--- Start ROWS ---

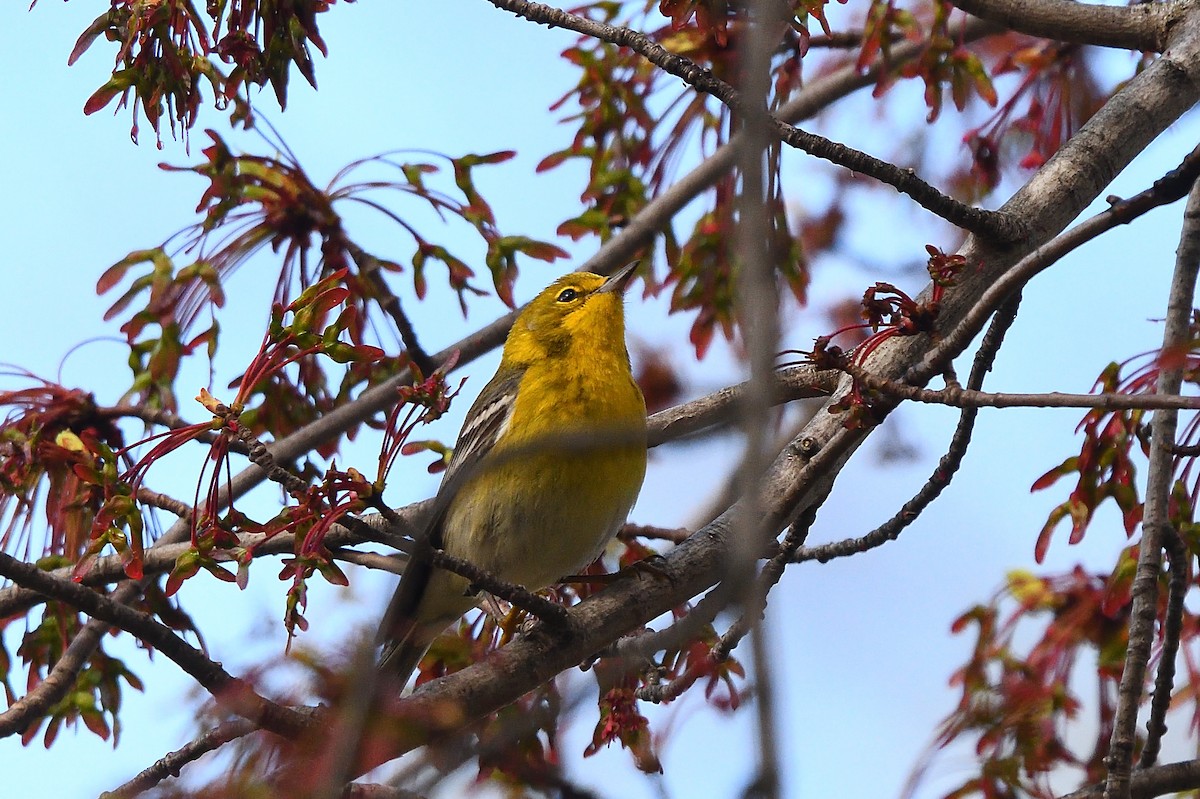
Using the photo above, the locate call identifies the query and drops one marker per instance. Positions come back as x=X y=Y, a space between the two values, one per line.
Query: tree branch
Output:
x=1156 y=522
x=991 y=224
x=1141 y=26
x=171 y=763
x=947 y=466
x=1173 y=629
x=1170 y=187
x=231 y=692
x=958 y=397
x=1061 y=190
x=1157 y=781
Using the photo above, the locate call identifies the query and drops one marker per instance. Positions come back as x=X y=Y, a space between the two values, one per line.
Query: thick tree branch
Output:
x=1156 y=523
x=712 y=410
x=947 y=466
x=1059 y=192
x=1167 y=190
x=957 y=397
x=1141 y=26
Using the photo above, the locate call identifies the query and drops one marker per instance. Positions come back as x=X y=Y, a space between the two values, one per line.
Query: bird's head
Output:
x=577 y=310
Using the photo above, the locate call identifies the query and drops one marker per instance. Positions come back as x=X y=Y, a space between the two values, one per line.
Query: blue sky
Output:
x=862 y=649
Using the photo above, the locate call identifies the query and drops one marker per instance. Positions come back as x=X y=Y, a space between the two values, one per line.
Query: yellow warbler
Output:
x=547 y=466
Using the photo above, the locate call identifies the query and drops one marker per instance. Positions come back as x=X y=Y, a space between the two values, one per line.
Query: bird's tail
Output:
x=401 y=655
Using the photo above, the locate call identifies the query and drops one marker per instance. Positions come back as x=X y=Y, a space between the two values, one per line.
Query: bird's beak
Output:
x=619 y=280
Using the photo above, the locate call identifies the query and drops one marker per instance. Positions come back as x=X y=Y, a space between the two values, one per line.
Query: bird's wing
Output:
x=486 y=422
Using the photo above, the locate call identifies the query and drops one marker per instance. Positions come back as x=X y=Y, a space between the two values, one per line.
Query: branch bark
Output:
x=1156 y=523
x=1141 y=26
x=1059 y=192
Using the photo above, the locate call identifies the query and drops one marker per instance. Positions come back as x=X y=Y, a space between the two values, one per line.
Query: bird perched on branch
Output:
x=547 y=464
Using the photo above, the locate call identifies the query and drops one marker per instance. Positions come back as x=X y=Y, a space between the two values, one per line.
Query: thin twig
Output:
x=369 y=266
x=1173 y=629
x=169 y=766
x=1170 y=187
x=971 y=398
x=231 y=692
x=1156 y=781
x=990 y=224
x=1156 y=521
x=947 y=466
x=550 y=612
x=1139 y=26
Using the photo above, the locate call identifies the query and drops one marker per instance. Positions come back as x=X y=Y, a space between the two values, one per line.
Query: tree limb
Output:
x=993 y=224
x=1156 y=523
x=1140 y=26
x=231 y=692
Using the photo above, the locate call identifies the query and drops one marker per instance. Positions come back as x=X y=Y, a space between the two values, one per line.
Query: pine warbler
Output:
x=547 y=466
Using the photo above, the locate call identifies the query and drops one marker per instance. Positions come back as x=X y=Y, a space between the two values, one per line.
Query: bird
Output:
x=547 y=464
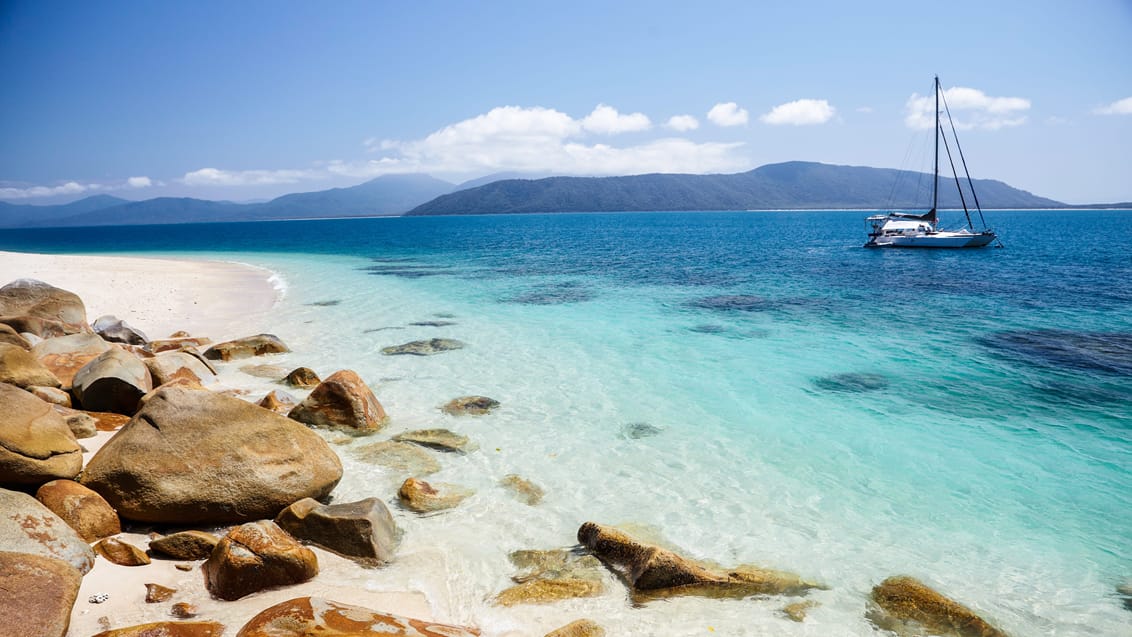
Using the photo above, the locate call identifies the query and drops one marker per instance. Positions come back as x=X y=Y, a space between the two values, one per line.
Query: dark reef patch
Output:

--- End ROWS ---

* _DESCRIPTION OF THE TASK_
Format every line of the rows above as a numbered list, skipping blank lines and leaving out the pictures.

* _RESULT OF THE EXERCISE_
1. Using the photo above, the locate call identifies the query and drops one marker per instance. Positions come back as x=X y=Y, a space between the two values, one per line.
2. Query: tree branch
3. Output:
4. x=1156 y=522
5. x=991 y=224
6. x=1141 y=26
7. x=171 y=763
8. x=947 y=466
9. x=1173 y=629
10. x=1170 y=187
11. x=231 y=692
12. x=958 y=397
13. x=1061 y=190
14. x=1157 y=781
15. Using the photo above, the locate call identifies the query and drops one marker per instance. Positions come back as x=X y=Y, a space between the two values, one per line.
16. Query: thick tree branch
17. Output:
18. x=1156 y=523
19. x=712 y=410
20. x=947 y=466
21. x=1059 y=192
22. x=1167 y=190
23. x=957 y=397
24. x=1141 y=26
25. Using the photo above, the locate call identifies the query and drops one marker per instance. Positions come back as x=X y=Y, a space between the two values, one per line.
26. Query: bird's head
27. Output:
28. x=577 y=310
29. Using the photo above, the locate call identifies the query and drops one marker per instance. Positions come back as x=X y=Y, a space between the two values, one per line.
30. Query: blue sky
31. Output:
32. x=862 y=649
33. Using the photo above, the locate call identifies the query and drops one marker per instance. Positions come back as x=X y=Y, a space between the two values, one per line.
34. Query: yellow warbler
35. Output:
36. x=547 y=466
37. Using the photo above, the locate call identifies the query and drops one marker per instance. Positions come back as x=X y=Y, a space between the two values, one per line.
38. Query: bird's tail
39. Output:
40. x=401 y=655
41. Using the photo above, the locate call identifies the query and drops one marker per instance. Positions come back as x=X y=Y, a space between the two values, one per line.
42. Query: bird's beak
43. Output:
44. x=619 y=280
45. Using the photo above, the locate call identifies the query and drops one marker per instance. Positions come back as x=X y=Y, a space between the two values, one per line.
46. Query: bird's wing
47. Output:
48. x=486 y=422
49. Using the photo above, the locate call identifies the query and drops one marker per instance. Positions come back as x=X y=Y, a space between the two values, one per line.
50. Query: branch bark
51. Output:
52. x=1156 y=523
53. x=1141 y=26
54. x=1059 y=192
55. Using the photo above, the locate call identifies the query and drops one marker per instance. Positions come back as x=X y=Y, a space between the two values, one per line.
56. Query: bird perched on branch
57. Output:
58. x=547 y=464
59. Using the photo above, the locate call identifies the query and drops one marker per instance. Positions come back as x=X y=Y, a space between the two values, one per line.
60. Query: thin twig
61. Output:
62. x=369 y=266
63. x=1173 y=629
64. x=169 y=766
65. x=1170 y=187
66. x=971 y=398
67. x=231 y=692
68. x=1156 y=781
69. x=990 y=224
70. x=1156 y=521
71. x=947 y=466
72. x=550 y=612
73. x=1139 y=26
74. Using the photo above, the locate call identifies the query and drops one marker per instance. Positions come back as x=X y=Y, a space between the two values, one per line.
75. Query: tree limb
76. Output:
77. x=993 y=224
78. x=1156 y=523
79. x=1140 y=26
80. x=231 y=692
81. Using the photo above, the locate call identifies the query and drops one marker per instance. Positions come back as x=X y=Y, a space between the two values, one per line.
82. Query: pine warbler
83. Output:
84. x=547 y=466
85. Using the photo above, the locate call identifies the query and drops one marker per instance. Positions come back as x=X y=Y, a space between the two values, one per line.
86. Query: bird
87. Output:
88. x=547 y=464
89. Using the photo above, the locate call identifies the query and drops one marker per instance. Positions come back as x=X y=Y, a space between the two values, one per line.
90. Query: dark reef patch
91. Output:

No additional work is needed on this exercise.